§ WORK ITEM
Write out again, exactly, the lines below starting at the one with "Query: stainless steel range hood" and ending at the one with "Query: wooden fence".

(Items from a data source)
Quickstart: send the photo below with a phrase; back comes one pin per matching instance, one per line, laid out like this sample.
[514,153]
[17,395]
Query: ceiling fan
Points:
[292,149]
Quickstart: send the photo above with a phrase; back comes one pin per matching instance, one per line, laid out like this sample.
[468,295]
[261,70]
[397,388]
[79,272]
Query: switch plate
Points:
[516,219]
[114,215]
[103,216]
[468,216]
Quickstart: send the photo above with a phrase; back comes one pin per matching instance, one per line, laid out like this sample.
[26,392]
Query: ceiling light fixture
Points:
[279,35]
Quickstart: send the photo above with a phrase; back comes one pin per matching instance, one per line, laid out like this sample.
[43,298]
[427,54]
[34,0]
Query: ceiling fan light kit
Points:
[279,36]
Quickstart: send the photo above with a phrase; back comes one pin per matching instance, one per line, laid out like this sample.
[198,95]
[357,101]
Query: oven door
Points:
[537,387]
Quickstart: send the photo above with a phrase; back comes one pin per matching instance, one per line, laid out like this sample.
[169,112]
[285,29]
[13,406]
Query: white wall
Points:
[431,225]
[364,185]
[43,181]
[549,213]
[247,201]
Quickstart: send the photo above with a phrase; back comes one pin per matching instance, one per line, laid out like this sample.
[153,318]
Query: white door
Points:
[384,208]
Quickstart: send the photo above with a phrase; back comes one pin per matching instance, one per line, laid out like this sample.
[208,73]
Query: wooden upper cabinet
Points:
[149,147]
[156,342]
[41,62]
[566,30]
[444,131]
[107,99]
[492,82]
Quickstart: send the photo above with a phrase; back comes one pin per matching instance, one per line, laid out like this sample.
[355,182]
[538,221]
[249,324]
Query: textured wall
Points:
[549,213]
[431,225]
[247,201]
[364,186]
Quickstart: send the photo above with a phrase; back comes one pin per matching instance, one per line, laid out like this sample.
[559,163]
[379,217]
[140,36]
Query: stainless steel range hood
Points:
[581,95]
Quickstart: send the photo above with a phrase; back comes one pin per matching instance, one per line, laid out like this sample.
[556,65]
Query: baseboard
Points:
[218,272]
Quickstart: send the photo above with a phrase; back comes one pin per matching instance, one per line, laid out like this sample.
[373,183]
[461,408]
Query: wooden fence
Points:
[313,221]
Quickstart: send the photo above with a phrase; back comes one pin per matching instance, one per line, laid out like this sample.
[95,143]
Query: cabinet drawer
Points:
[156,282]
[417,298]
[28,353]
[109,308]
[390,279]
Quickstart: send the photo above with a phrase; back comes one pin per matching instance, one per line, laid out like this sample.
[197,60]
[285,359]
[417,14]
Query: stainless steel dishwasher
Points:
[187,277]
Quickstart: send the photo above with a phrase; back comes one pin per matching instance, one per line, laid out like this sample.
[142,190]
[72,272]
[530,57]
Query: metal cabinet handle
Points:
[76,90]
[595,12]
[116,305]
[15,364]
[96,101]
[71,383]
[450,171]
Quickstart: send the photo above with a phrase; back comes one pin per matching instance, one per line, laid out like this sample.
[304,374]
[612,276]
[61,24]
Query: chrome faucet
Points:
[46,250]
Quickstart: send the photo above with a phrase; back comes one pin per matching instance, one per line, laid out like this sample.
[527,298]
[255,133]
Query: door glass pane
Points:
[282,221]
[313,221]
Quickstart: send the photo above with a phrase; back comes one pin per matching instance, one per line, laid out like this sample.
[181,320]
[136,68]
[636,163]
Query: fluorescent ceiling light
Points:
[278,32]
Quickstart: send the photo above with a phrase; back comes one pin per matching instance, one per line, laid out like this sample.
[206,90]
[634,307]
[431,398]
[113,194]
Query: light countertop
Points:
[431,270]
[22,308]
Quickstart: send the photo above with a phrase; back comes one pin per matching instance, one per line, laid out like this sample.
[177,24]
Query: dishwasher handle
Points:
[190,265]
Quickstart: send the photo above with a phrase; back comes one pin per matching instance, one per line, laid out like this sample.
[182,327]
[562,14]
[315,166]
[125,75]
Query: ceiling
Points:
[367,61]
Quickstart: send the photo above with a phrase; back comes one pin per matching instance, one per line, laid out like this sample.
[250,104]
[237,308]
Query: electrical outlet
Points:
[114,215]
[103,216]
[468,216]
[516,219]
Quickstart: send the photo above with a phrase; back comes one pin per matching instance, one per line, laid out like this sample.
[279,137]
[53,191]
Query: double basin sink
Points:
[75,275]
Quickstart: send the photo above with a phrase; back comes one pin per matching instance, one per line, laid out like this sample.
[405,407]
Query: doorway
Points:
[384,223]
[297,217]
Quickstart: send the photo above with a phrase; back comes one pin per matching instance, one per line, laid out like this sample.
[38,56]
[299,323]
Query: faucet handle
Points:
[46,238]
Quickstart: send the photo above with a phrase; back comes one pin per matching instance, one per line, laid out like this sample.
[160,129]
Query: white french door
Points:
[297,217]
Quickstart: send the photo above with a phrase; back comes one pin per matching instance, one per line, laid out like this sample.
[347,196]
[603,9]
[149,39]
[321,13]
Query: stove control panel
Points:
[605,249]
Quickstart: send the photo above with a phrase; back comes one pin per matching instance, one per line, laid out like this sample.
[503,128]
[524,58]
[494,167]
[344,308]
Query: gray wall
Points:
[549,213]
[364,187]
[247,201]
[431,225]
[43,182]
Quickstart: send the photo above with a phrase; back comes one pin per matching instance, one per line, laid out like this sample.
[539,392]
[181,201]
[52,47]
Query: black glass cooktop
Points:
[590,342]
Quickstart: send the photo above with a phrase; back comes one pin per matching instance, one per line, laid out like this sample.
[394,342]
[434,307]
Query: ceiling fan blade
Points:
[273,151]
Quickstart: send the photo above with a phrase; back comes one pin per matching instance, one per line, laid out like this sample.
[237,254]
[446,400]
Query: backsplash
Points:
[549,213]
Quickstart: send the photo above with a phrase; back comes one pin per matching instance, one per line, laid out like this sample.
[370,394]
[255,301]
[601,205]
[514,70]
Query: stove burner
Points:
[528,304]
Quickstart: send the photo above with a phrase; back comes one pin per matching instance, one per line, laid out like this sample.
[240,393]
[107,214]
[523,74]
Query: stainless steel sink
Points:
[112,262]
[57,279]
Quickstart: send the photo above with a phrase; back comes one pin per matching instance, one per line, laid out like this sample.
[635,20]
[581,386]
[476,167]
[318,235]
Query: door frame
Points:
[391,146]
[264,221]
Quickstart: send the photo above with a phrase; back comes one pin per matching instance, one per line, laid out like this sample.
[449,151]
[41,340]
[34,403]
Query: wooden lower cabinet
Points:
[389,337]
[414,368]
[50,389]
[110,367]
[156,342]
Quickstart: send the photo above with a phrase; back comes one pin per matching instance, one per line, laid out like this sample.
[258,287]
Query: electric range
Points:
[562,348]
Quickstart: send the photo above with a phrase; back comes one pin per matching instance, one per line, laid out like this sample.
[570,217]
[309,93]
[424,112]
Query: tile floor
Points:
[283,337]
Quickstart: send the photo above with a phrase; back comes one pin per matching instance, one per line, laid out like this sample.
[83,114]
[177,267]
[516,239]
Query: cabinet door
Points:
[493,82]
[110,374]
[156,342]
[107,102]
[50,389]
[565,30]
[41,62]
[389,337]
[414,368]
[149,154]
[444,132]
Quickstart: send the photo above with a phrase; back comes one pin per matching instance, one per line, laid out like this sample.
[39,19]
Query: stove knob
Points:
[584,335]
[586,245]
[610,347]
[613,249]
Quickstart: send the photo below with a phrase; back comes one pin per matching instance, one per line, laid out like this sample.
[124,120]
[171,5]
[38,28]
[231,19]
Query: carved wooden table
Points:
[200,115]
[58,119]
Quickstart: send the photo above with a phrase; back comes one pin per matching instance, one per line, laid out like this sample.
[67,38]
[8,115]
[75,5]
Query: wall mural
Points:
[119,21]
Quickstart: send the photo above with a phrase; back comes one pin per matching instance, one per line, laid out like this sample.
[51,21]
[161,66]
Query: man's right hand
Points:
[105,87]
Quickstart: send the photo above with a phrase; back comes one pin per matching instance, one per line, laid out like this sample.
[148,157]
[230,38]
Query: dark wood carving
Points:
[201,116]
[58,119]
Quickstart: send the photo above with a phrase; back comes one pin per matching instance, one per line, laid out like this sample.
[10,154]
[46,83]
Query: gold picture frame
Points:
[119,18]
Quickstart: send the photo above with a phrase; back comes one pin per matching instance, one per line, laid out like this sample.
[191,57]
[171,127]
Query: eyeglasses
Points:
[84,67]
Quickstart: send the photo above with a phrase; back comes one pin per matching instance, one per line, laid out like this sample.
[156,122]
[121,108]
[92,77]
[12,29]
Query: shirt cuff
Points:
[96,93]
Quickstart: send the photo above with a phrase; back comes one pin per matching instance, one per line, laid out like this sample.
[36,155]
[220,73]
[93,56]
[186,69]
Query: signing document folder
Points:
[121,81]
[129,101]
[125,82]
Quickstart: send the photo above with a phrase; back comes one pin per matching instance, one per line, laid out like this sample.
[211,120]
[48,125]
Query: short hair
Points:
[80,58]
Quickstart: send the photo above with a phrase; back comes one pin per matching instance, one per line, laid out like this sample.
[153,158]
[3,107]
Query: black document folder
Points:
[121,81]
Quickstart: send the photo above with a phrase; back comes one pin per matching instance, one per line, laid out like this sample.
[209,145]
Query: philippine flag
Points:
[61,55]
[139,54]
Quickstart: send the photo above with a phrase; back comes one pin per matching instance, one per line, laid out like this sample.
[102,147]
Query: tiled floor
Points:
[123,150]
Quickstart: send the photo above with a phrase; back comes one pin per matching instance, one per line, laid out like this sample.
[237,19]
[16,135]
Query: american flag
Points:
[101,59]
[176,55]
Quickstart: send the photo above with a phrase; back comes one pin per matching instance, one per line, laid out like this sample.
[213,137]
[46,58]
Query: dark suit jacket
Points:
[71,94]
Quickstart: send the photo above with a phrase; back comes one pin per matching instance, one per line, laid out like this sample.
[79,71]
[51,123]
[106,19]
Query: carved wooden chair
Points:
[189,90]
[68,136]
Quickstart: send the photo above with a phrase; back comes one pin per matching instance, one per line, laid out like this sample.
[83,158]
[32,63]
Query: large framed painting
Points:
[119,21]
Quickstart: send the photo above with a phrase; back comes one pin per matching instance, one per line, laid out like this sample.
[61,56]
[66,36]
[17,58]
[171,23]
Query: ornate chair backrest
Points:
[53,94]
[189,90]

§ RESULT
Query: stainless steel range hood
Points:
[581,95]
Quickstart: send the photo above with a phrase; back comes one pin per matching instance, one per line, laid out like this sample.
[556,65]
Query: baseboard
Points:
[218,272]
Quickstart: send the photo above with a phrase; back comes one pin per matching instance, one per line, laid out like this sample.
[373,183]
[461,408]
Query: wooden fence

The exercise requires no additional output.